Exercice A: Reproduisez, dans le texte sur l’ouverture du Clubhouse, tout ce qui va de « Pour monter la » jusqu’à « et les ateliers ? ».
Exercice B: Selon le texte sur l’ouverture du Clubhouse, pourquoi faut-il former à tout les personnes concernées, au début ? Expliquez-le en une à trois phrases.

Texte étudié:
○ ○ ○

Comment se vit l’ouverture d’un Clubhouse ?

Pour monter la structure, qui a ouvert chez nous début 2022, j’ai tout de suite souhaité m’entourer de personnes concernées par les troubles psychiques. Un psychiatre m’a transmis des contacts de patients en mesure de s’investir dans un tel projet. Après les avoir rencontrés, nous avons constitué une équipe de huit personnes. Tout a été pensé et conçu ensemble : le plan du local, le mobilier, et jusqu’au design des poignées de porte ! Il ne fallait surtout pas que le lieu ressemble à un hôpital. Le Clubhouse s’apparente plutôt à un espace de « coworking » familial. Dans le même temps, nous avons créé des liens avec des acteurs locaux.

Une fois le Club créé, comment se dessinent les projets et les ateliers ?

Au début, il faut tout penser, ce qui demande un gros travail d’adaptation. Comme les personnes concernées sont celles qui font vivre le lieu, il faut les former pour tout : comment répondre au téléphone ? Comment utiliser des ordinateurs ? Comment accueillir ? Ensuite, les activités fleurissent sur proposition des bénéficiaires, qui savent ce dont ils ont besoin : un groupe de travail sur l’emploi, des ateliers d’écriture, d’anglais, de sport et de lecture… Si personne ne s’engage personnellement, rien ne bouge. Ce qui fait que, naturellement, chacun se mobilise.

○ ○ ○

Matériel extrait:
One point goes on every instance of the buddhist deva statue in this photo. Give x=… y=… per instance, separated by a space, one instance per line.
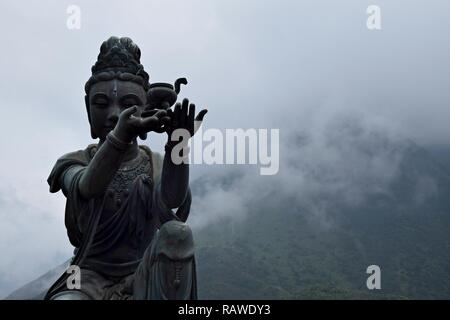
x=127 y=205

○ ○ ○

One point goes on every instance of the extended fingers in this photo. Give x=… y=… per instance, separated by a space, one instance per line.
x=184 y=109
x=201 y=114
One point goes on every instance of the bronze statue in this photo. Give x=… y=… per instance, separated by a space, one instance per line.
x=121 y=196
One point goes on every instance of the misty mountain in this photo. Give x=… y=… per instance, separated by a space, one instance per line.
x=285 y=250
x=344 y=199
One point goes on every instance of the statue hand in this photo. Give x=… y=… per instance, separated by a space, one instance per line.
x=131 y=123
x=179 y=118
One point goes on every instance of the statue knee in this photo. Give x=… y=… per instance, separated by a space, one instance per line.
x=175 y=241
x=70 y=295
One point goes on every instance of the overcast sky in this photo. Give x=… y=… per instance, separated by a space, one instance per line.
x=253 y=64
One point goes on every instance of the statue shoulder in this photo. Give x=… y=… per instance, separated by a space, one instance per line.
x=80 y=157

○ ○ ○

Corrigé détaillé A:
Pour monter la structure, qui a ouvert chez nous début 2022, j’ai tout de suite souhaité m’entourer de personnes concernées par les troubles psychiques. Un psychiatre m’a transmis des contacts de patients en mesure de s’investir dans un tel projet. Après les avoir rencontrés, nous avons constitué une équipe de huit personnes. Tout a été pensé et conçu ensemble : le plan du local, le mobilier, et jusqu’au design des poignées de porte ! Il ne fallait surtout pas que le lieu ressemble à un hôpital. Le Clubhouse s’apparente plutôt à un espace de « coworking » familial. Dans le même temps, nous avons créé des liens avec des acteurs locaux.

Une fois le Club créé, comment se dessinent les projets et les ateliers ?

Corrigé détaillé B: Il faut les former à tout parce que ce sont les personnes concernées elles-mêmes qui font vivre le lieu. Elles doivent donc apprendre à répondre au téléphone, à utiliser des ordinateurs et à accueillir.